READING TEXT
-- START --

May 12, 2018

 

Greetings from College Counseling! We extend a special welcome to the members of our Board of Trustees as their meetings continue today. Please note that News and Views will take a hiatus next weekend due to the editor's travel for school.

A Note on Summer Enrichment Courses

Summer classes should be taken in order to make up missed work or explore new interests. We love AJ Tutoring, the provider of our ACT test prep course, but they, like many such companies, are now offering a vast array of summer courses designed to rehearse students for the AP and honors-level courses they will take during the regular academic year. We strongly discourage students from signing up for such courses. The mere fact that these "sneak previews" are available misleads parents and students into thinking that they are somehow necessary. They are not, and we can state confidently that all the preparation any Catalina student needs for any AP test, for instance, is offered during the regular-academic-year course that corresponds to it.

-- END --

PROBLEMS TO WORK ON
A. Answer these questions using the newsletter above:
(i) Whose meetings continue today?
(ii) Why will News and Views take a hiatus next weekend?
(iii) Which course does AJ Tutoring provide?
B. Repeat the part of the newsletter above between "Greetings from College" and "travel for school.", inclusive.

DATASET EXCERPTS
-- START --

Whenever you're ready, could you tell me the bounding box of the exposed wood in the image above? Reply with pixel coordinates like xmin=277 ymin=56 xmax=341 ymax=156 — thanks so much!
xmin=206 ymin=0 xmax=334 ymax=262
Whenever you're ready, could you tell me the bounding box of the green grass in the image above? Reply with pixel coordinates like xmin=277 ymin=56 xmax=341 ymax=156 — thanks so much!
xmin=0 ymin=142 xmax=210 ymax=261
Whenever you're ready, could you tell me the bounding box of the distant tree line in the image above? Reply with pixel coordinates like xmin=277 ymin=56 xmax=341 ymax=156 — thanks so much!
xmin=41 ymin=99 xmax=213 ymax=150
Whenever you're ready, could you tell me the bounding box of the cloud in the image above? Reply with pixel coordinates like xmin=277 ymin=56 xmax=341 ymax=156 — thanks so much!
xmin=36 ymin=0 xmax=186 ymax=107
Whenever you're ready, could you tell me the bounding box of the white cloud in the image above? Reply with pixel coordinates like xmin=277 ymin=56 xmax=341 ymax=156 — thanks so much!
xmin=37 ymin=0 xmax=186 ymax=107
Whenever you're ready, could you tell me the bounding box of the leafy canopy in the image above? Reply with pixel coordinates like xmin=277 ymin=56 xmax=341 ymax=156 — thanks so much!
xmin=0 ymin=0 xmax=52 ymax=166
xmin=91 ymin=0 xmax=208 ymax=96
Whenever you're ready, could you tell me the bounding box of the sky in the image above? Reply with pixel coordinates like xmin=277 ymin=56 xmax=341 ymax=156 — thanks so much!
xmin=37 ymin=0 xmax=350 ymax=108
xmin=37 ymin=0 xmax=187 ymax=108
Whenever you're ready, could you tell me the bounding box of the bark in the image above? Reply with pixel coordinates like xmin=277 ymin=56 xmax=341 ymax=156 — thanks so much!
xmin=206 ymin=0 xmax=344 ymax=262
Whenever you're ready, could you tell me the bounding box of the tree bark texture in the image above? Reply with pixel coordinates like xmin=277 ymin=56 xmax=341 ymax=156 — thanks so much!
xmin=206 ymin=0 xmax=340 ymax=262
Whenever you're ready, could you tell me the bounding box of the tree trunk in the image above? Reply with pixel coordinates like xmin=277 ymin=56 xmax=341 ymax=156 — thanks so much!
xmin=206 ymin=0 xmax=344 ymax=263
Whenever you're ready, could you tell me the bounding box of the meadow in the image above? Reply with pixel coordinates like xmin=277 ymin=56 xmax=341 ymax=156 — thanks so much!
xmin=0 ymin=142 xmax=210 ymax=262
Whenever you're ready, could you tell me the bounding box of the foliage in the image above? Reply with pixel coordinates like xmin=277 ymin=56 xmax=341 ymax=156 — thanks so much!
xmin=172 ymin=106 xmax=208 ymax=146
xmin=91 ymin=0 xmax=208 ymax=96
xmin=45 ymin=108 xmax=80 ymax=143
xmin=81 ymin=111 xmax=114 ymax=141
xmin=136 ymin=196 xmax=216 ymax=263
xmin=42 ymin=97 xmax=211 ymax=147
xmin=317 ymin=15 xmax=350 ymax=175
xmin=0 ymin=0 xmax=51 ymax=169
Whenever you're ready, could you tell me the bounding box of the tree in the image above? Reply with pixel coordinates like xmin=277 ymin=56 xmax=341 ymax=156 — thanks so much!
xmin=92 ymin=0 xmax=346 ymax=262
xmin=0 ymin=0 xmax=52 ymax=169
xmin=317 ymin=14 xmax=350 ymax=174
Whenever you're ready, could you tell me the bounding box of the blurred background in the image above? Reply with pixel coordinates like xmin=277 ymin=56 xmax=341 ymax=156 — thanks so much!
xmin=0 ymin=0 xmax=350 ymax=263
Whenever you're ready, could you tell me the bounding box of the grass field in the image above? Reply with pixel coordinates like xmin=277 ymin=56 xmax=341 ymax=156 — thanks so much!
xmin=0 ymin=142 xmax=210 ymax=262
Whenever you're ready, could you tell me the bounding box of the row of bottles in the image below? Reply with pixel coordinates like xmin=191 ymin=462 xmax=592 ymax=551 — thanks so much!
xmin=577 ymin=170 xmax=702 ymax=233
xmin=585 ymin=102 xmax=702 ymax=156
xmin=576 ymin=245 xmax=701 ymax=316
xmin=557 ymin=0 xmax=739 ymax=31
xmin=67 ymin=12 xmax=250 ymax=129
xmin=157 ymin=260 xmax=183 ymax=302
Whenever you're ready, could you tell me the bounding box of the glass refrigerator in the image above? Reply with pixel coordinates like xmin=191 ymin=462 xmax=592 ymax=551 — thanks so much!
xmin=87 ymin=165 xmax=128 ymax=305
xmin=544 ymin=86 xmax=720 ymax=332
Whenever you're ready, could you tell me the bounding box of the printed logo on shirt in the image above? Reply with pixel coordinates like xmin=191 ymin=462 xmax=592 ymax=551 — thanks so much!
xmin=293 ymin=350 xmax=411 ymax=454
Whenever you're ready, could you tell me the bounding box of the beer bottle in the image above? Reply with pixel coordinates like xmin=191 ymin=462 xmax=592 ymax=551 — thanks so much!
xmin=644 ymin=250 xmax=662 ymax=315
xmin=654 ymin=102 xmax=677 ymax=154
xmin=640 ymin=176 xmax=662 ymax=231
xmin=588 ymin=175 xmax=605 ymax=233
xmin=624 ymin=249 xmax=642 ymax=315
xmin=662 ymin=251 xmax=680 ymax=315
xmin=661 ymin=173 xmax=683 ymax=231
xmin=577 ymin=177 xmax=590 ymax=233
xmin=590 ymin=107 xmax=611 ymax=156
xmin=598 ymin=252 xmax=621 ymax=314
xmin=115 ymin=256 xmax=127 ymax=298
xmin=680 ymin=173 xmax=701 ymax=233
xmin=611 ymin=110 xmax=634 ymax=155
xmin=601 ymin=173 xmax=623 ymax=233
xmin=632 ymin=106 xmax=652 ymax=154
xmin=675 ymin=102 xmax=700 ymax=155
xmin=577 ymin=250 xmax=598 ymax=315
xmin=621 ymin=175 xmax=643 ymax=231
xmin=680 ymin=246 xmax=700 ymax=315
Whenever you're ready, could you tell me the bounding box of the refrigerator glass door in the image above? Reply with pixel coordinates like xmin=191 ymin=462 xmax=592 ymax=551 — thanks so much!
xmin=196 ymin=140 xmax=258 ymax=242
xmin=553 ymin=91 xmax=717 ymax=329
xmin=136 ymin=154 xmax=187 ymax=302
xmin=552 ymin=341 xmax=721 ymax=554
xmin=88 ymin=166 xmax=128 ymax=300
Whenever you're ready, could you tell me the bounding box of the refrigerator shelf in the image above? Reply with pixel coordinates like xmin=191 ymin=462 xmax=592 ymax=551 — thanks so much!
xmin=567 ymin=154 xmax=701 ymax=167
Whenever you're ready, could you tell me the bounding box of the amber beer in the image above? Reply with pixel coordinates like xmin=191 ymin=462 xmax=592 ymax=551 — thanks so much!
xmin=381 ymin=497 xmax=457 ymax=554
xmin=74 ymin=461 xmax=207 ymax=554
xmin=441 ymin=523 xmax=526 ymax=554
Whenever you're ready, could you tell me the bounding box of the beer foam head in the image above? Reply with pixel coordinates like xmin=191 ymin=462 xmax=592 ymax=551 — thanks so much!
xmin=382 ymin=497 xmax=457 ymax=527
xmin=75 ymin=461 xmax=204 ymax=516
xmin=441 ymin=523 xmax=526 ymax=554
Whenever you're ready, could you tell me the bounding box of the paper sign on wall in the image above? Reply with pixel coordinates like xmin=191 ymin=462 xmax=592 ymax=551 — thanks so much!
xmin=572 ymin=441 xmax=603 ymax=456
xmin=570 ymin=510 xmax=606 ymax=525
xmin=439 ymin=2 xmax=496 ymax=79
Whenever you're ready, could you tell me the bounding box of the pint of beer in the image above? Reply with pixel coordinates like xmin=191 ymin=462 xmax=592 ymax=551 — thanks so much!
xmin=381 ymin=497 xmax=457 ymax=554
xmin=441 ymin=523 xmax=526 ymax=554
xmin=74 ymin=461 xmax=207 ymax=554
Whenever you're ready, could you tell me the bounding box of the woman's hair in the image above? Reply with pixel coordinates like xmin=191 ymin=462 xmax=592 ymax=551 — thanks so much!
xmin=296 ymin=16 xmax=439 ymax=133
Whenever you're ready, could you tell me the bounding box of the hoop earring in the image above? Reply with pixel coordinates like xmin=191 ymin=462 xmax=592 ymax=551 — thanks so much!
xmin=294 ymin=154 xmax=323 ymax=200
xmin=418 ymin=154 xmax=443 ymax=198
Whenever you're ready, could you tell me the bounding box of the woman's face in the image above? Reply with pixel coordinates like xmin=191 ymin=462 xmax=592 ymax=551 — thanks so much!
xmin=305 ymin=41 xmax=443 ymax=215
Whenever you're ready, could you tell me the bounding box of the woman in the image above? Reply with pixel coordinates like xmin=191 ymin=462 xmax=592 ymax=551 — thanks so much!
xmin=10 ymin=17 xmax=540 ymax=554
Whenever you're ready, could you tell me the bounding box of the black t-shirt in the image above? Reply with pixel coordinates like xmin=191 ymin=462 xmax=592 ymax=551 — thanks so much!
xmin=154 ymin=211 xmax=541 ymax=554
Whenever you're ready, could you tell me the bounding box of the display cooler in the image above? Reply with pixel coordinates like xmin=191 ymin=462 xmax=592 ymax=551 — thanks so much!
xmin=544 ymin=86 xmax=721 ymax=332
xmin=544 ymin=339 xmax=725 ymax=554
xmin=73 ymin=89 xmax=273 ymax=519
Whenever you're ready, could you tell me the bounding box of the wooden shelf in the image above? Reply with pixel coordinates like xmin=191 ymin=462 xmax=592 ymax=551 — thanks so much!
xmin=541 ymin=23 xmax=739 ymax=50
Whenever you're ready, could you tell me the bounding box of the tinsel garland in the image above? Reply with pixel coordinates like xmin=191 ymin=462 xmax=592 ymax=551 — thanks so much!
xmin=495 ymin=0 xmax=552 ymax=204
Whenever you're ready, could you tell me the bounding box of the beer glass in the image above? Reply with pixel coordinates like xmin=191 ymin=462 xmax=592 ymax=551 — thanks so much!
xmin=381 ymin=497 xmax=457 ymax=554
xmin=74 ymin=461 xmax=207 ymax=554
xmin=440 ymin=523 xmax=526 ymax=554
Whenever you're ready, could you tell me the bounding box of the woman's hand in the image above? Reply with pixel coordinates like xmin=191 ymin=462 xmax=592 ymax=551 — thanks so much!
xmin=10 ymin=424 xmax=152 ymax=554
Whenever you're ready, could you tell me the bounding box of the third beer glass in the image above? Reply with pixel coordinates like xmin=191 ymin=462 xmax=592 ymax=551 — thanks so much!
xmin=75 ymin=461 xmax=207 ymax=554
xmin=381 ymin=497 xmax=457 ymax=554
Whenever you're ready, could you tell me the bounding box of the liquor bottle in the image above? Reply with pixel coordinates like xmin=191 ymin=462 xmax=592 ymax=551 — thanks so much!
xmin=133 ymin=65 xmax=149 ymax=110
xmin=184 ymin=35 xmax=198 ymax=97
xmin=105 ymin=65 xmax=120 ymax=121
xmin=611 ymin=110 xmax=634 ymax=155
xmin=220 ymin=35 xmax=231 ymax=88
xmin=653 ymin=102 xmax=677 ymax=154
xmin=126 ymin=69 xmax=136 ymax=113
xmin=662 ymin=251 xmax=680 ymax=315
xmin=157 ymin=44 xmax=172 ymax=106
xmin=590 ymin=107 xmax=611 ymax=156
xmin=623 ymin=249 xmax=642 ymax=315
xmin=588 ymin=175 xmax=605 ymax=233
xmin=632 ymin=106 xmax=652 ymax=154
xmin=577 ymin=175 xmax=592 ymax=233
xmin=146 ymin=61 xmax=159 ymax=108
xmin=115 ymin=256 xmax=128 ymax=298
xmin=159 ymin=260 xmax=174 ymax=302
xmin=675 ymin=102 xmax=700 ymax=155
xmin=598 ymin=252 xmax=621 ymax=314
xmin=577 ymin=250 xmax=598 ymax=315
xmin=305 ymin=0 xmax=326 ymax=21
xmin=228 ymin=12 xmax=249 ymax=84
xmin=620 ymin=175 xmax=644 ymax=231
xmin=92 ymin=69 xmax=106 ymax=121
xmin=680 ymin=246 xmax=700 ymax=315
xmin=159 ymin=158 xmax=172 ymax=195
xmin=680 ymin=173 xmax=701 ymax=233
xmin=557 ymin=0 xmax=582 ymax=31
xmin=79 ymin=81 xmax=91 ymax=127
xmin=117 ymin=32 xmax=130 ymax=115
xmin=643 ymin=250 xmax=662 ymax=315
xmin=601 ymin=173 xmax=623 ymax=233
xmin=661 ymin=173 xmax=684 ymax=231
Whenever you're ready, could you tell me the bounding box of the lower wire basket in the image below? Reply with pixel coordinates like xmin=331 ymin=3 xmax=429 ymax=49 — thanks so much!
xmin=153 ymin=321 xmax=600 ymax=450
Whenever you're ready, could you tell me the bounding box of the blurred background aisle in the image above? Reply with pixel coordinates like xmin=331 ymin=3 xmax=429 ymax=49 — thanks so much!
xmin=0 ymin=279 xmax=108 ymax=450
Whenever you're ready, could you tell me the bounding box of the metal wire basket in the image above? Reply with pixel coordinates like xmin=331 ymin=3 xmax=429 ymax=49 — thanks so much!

-- END --

SOLUTIONS
A.
(i) The members of the Board of Trustees.
(ii) Because of the editor's travel for school.
(iii) The ACT test prep course.

B.
Greetings from College Counseling! We extend a special welcome to the members of our Board of Trustees as their meetings continue today. Please note that News and Views will take a hiatus next weekend due to the editor's travel for school.